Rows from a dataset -
________

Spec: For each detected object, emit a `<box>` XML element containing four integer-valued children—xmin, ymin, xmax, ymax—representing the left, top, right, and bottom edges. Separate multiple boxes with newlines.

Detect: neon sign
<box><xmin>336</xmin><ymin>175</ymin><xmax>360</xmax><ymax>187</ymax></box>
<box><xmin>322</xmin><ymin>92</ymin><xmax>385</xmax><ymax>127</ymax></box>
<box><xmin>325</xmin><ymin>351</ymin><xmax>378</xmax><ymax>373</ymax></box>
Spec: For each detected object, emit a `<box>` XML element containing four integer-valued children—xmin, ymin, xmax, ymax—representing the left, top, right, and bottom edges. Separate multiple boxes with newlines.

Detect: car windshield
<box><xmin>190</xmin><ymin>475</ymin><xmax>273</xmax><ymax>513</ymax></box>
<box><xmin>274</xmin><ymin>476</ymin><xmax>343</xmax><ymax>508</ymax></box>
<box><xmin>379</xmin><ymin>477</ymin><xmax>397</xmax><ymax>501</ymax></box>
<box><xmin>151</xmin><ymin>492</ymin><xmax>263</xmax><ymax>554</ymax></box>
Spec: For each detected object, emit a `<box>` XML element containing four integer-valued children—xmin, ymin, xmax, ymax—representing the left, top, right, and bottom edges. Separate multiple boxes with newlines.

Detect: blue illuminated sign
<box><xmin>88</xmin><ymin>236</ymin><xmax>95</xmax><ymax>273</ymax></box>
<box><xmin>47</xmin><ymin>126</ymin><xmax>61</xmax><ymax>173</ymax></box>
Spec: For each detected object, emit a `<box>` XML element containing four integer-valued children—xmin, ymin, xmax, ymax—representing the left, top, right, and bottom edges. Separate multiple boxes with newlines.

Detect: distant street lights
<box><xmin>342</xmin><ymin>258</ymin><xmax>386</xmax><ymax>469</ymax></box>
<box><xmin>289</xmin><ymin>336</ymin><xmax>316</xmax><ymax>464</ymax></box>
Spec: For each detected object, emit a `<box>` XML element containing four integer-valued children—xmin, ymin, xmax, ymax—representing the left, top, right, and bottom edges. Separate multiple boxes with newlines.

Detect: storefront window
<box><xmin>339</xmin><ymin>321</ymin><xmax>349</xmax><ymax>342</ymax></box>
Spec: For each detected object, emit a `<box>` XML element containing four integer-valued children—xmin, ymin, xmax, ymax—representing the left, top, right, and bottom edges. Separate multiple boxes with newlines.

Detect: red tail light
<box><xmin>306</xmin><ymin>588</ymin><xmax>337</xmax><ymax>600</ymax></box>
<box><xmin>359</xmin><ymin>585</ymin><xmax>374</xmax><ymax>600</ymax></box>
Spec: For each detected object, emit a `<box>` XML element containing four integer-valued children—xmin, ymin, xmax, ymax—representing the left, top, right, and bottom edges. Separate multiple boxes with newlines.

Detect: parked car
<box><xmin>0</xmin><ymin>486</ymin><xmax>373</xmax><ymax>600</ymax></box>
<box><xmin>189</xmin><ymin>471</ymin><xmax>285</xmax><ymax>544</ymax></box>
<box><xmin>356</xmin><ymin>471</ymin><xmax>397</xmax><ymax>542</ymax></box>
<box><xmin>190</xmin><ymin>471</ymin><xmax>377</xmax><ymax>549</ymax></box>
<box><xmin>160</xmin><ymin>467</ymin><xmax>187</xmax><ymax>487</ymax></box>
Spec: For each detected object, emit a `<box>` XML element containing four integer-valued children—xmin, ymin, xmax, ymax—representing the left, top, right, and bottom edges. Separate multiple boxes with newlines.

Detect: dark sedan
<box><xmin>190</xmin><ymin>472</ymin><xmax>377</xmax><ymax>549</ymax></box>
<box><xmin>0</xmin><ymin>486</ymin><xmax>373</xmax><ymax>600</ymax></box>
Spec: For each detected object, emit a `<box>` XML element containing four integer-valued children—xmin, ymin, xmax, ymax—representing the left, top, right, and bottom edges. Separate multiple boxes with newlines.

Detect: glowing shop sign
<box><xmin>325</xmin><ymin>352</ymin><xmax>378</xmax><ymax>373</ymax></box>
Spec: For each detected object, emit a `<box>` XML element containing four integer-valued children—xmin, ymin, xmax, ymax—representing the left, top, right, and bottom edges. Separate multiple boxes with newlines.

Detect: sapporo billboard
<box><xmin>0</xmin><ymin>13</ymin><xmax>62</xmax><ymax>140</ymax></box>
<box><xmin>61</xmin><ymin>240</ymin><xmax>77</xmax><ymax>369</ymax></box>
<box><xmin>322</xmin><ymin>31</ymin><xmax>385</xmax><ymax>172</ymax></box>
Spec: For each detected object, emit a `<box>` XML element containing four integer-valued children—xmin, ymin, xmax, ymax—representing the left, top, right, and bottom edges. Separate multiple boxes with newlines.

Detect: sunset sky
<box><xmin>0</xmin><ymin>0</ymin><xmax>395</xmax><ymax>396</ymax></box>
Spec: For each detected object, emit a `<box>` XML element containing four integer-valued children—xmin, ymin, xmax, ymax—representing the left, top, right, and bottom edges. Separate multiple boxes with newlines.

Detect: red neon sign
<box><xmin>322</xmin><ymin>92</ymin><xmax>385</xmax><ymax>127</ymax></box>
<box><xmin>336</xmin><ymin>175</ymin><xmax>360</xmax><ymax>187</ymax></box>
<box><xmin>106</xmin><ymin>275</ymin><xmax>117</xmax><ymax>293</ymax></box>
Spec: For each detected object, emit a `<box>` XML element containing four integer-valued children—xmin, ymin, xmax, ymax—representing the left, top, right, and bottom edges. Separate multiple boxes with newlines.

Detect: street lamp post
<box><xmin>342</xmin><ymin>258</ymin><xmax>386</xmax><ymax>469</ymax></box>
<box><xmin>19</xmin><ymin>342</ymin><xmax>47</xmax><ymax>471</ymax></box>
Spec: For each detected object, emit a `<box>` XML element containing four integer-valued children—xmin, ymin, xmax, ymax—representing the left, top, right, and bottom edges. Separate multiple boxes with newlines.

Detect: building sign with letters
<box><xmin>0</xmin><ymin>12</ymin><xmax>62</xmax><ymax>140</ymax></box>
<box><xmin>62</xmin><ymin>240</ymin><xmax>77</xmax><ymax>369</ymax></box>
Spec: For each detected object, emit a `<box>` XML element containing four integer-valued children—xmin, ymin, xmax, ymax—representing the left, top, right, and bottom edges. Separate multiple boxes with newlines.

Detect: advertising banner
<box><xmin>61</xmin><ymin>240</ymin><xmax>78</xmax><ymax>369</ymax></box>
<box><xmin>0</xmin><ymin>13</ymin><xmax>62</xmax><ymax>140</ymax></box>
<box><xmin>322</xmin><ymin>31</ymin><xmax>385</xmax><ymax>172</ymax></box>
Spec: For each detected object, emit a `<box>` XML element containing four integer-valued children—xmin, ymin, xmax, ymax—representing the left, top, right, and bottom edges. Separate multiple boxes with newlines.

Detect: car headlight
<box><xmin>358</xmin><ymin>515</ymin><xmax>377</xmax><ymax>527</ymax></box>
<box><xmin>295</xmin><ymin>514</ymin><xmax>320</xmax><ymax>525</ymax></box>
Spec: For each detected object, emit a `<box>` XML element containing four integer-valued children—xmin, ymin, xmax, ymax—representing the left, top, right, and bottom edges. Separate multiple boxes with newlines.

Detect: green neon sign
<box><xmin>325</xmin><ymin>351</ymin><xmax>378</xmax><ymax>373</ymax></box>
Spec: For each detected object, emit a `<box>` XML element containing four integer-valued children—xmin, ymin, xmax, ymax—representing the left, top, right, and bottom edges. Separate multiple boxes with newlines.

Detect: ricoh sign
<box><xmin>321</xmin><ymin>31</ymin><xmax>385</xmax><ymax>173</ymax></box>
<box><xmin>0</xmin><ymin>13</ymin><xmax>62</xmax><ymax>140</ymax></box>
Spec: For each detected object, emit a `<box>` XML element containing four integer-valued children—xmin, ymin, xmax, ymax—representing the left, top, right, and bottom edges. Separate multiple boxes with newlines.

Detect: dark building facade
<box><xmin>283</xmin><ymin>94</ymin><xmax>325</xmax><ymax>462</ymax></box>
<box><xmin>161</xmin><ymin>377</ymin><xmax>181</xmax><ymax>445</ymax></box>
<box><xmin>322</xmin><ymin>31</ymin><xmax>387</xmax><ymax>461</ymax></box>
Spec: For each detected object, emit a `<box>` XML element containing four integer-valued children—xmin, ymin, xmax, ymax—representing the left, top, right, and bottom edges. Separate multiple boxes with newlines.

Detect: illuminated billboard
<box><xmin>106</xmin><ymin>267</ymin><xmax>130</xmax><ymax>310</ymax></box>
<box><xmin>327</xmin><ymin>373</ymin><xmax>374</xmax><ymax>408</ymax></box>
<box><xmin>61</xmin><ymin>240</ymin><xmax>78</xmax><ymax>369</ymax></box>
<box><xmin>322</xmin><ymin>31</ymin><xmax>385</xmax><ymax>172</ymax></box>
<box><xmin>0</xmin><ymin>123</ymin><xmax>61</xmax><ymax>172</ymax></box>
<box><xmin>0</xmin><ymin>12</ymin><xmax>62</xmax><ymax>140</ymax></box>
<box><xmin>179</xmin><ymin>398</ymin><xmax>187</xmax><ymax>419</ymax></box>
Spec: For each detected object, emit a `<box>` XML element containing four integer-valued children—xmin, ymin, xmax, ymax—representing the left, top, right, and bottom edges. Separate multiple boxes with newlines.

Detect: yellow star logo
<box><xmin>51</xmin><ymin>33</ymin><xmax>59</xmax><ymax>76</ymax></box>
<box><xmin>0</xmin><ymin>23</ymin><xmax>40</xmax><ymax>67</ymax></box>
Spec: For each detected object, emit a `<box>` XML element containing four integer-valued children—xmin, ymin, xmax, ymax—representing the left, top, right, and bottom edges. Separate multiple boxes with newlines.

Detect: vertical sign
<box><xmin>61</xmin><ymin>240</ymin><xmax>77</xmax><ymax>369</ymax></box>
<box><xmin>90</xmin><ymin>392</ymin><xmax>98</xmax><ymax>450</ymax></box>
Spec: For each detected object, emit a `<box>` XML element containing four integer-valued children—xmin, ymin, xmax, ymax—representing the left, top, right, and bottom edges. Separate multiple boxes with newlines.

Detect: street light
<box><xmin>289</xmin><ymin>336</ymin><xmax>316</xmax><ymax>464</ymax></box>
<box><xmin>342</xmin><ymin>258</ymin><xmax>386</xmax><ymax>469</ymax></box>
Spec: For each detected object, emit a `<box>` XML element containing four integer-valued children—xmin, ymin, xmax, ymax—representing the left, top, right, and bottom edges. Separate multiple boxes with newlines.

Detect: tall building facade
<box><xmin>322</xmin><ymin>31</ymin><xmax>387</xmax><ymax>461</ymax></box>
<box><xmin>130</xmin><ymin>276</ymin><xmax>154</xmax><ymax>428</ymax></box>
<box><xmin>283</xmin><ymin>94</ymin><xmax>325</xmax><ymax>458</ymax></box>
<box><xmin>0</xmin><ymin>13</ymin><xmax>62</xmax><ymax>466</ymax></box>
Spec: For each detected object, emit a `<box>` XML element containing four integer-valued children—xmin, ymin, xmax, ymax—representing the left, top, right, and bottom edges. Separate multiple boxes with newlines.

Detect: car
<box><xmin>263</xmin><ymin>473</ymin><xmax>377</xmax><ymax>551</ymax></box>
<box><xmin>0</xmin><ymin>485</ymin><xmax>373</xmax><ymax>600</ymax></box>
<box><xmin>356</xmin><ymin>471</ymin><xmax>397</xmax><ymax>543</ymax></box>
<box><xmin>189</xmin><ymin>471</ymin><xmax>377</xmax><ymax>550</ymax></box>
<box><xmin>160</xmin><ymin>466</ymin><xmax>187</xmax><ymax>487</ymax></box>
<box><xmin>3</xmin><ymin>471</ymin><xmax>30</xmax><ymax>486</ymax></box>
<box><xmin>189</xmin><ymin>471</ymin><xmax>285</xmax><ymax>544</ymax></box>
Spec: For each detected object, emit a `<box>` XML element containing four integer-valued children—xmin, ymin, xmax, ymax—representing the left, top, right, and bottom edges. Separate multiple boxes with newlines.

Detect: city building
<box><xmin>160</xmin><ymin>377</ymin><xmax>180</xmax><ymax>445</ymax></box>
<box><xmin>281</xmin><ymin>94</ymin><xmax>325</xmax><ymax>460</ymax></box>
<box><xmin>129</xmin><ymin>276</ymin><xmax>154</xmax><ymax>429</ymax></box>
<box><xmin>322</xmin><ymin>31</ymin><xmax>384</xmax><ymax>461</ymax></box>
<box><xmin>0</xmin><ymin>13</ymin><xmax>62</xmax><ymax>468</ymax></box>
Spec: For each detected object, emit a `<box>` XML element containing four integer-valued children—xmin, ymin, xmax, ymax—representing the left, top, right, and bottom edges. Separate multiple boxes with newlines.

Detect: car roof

________

Aim of the exercise -
Pull out every line in the rows above that contains the word "neon", and copy each one in full.

The solution -
Detect: neon sign
Detect: red neon sign
Detect: green neon sign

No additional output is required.